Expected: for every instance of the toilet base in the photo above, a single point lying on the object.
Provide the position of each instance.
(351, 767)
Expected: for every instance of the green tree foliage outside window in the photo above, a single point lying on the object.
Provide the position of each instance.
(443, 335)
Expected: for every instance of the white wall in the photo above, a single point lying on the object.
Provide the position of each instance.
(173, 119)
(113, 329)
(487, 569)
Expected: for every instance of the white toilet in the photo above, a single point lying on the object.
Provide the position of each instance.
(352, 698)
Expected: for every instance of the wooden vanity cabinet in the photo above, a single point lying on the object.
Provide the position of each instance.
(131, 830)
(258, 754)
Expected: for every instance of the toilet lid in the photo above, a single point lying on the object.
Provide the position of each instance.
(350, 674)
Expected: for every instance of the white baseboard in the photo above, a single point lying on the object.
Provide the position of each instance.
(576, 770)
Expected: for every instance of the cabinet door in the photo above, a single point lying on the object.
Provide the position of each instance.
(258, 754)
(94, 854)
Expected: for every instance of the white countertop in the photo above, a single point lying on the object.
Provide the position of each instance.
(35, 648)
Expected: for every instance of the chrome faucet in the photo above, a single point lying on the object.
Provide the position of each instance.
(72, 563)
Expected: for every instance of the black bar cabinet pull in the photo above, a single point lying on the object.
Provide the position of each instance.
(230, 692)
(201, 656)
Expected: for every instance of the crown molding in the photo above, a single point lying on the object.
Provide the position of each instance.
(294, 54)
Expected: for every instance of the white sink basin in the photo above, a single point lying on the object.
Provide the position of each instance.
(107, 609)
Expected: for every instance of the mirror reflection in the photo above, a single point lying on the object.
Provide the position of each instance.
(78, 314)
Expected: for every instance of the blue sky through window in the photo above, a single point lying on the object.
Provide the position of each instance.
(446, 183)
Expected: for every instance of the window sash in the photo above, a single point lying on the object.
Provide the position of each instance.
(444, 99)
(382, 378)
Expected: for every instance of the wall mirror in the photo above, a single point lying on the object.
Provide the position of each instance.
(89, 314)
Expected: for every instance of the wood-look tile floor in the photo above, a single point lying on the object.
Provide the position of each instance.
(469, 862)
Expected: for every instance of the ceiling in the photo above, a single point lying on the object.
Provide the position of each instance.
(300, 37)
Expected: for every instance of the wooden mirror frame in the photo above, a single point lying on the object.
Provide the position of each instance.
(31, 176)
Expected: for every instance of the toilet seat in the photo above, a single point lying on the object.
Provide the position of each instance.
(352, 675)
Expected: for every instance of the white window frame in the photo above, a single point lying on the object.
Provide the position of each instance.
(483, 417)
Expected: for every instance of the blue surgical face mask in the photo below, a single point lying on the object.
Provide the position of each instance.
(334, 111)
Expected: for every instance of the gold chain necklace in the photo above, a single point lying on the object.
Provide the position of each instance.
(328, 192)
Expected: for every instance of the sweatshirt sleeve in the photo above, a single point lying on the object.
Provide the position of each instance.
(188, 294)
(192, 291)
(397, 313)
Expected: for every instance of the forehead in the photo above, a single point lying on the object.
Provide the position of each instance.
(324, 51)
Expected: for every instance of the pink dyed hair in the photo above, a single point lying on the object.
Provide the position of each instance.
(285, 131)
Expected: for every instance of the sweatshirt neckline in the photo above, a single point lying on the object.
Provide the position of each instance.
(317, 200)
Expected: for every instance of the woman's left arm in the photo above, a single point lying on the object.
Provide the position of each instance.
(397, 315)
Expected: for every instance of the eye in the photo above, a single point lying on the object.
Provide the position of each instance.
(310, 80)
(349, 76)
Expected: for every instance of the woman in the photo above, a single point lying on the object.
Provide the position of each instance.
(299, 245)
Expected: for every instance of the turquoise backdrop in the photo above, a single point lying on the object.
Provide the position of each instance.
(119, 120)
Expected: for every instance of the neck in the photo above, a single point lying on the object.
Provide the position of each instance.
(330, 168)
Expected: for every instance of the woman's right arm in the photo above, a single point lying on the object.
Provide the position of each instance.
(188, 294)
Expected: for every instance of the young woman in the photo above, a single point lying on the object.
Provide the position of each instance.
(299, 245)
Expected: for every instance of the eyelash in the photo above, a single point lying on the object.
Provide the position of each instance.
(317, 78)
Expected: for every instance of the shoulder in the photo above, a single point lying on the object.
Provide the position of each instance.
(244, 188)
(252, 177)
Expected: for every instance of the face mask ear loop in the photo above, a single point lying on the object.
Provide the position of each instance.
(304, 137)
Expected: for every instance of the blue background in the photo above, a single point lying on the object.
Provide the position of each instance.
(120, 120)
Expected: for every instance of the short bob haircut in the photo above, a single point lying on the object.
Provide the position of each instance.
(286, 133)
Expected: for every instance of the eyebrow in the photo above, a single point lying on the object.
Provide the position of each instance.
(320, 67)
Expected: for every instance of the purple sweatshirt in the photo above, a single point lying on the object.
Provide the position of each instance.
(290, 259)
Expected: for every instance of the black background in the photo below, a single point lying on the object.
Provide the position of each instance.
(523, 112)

# # # # #

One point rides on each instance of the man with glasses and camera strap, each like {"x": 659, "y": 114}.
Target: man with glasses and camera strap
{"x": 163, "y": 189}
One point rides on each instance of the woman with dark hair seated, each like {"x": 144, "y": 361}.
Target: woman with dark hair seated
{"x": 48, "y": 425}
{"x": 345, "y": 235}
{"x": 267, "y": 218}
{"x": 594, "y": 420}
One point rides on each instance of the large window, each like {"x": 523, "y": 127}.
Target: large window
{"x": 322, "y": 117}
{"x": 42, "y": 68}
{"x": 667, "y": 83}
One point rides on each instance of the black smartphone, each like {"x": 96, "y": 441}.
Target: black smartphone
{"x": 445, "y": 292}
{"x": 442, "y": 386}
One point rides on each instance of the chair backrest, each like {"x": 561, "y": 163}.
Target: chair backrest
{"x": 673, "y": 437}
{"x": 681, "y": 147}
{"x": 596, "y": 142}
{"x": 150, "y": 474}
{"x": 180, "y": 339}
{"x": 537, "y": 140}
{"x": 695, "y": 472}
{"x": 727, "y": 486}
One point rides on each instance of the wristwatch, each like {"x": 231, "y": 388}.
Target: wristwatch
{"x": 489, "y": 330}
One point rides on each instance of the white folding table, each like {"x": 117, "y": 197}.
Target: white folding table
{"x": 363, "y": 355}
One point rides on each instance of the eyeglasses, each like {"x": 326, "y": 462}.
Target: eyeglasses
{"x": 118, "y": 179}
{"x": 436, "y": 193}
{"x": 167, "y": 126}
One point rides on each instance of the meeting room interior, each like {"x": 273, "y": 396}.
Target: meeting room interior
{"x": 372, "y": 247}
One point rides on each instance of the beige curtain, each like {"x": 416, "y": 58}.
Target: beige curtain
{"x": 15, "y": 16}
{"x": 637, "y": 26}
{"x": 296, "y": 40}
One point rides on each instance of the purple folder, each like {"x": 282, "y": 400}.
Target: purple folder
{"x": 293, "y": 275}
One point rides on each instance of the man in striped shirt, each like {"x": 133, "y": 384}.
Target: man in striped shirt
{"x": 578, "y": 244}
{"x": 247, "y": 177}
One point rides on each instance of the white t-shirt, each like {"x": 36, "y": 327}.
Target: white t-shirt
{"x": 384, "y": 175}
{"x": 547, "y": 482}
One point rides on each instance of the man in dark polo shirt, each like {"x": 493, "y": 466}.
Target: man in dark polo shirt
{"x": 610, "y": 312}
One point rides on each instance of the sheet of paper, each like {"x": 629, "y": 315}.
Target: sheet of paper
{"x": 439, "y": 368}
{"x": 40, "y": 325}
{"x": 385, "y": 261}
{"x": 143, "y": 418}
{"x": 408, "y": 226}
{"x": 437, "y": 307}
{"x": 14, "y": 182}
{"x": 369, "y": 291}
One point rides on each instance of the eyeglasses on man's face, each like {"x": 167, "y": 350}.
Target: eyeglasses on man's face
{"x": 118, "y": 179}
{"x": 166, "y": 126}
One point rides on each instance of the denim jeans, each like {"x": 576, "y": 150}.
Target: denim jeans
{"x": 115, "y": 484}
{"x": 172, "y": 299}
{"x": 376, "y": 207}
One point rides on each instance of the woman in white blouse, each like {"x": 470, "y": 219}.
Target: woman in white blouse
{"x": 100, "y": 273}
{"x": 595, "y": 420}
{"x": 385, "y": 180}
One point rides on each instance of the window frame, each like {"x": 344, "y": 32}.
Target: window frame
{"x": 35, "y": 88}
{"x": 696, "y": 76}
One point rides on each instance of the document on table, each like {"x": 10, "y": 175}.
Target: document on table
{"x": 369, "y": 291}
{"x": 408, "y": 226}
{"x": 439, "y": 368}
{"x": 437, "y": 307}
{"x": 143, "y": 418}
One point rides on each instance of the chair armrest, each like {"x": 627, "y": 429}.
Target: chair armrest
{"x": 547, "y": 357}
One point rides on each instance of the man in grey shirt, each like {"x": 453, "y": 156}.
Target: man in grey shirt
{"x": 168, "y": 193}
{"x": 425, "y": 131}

# # # # #

What is being asked:
Count the lines in the entries above that contain the string "mirror", matching case exactly. Reply with the number only.

Result of this exercise:
3